11 Deep Facts About The Beast From 20,000 Fathoms

Warner Home Video
Warner Home Video

In 1953, horror fans watched with glee as a giant, city-stomping reptile arose from the depths of the ocean. And no, its name wasn’t “Godzilla.” This particular brute was called the Rhedosaurus, and it was introduced to the world in one of the most influential science fiction films ever made: The Beast From 20,000 Fathoms.

The film was a monster at the box office, too, ushering in the “creature feature” craze that gripped the 1950s. Furthermore, the film heralded the arrival of special effects visionary Ray Harryhausen, whose mesmerizing handiwork changed an entire industry forever. Grab your scuba gear and let’s pay tribute to the colossal classic.

1. THE MOVIE WAS PARTLY BASED ON A RAY BRADBURY STORY.

It all started with a roar. One night, while he was living near Santa Monica Bay, legendary sci-fi author Ray Bradbury was awakened from his sleep by a blaring foghorn. Moved by the mournful bellow, he quickly got to work on a short story about a lovelorn sea monster. Called The Beast From 20,000 Fathoms (later retitled The Foghorn), it was published in The Saturday Evening Post on June 23, 1951.

At roughly the same time, Mutual Films was developing a script for a new action-packed monster movie. The finished product would ultimately bear more than a slight resemblance to a certain Saturday Evening Post story. For instance, both of them feature a scene in which a prehistoric titan lays waste to a lighthouse. According to some sources, Mutual had already started working on its marine creature flick when studio co-founder Jack Dietz happened upon Bradbury’s yarn in the Post. Supposedly, he contacted the author without delay and bought the rights to this tale.

But Bradbury’s account of what happened behind the scenes is totally different. The other co-founder of Mutual was one Hal Chester. Late in life, Bradbury claimed that when a preliminary script for what became Beast had been drafted, Chester asked him to read it over. “I pointed out the similarities between it and my short story,” Bradbury said. “Chester’s face paled and his jaw dropped when I told him his monster was my monster. He seemed stunned at my recognition of the fact. He had the look of one caught with his hand in the till.”

In any event, Bradbury received a $2000 check and a shout-out in the movie’s opening credits.

2. JACK DIETZ THOUGHT ABOUT CASTING A LIVE REPTILE.

Coincidentally, the man who handled Beast’s creature effects had been close friends with Bradbury since their teen years. A stop-motion animator by trade, Ray Harryhausen spent most of his early career working on shorts and cartoons. His first taste of feature-length filmmaking came in 1949, when he joined forces with Willis O’Brien—the technical mastermind behind the original King Kong—to animate the simian hero of RKO Pictures’s Mighty Joe Young.

In 1952, Harryhausen caught a life-changing break. Upon learning of Mutual’s plans to release a new sea monster flick, he immediately offered his services to Jack Dietz. Previously, Dietz had thought about using either a man in a costume or a live alligator to portray the creature in Beast. An eager Harryhausen sold him on a different strategy. “I… enthused about the advantages of stop-motion model animation, telling him that anything and everything he wanted could be done in the process,” the effects artist wrote in his autobiography, Ray Harryhausen: An Animated Life. Impressed, Dietz gave him the tremendous job of putting that titular beast from 20,000 fathoms onto the silver screen.

▶ Material provided
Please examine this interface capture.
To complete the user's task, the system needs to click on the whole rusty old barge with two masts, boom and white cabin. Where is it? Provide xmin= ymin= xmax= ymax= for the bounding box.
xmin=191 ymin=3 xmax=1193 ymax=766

▶ Exercise
Answer from the article on The Beast From 20,000 Fathoms:
(a) In what publication, and on what date, did Bradbury's short story first appear?
(b) What two things did Bradbury receive from the movie?
(c) Which RKO Pictures film gave Harryhausen his first taste of feature-length filmmaking?
The lines above are separate material from the article on The Beast From 20,000 Fathoms.

▶ Exercise result
(a) The Saturday Evening Post, on June 23, 1951.
(b) A $2000 check and a shout-out in the opening credits.
(c) Mighty Joe Young.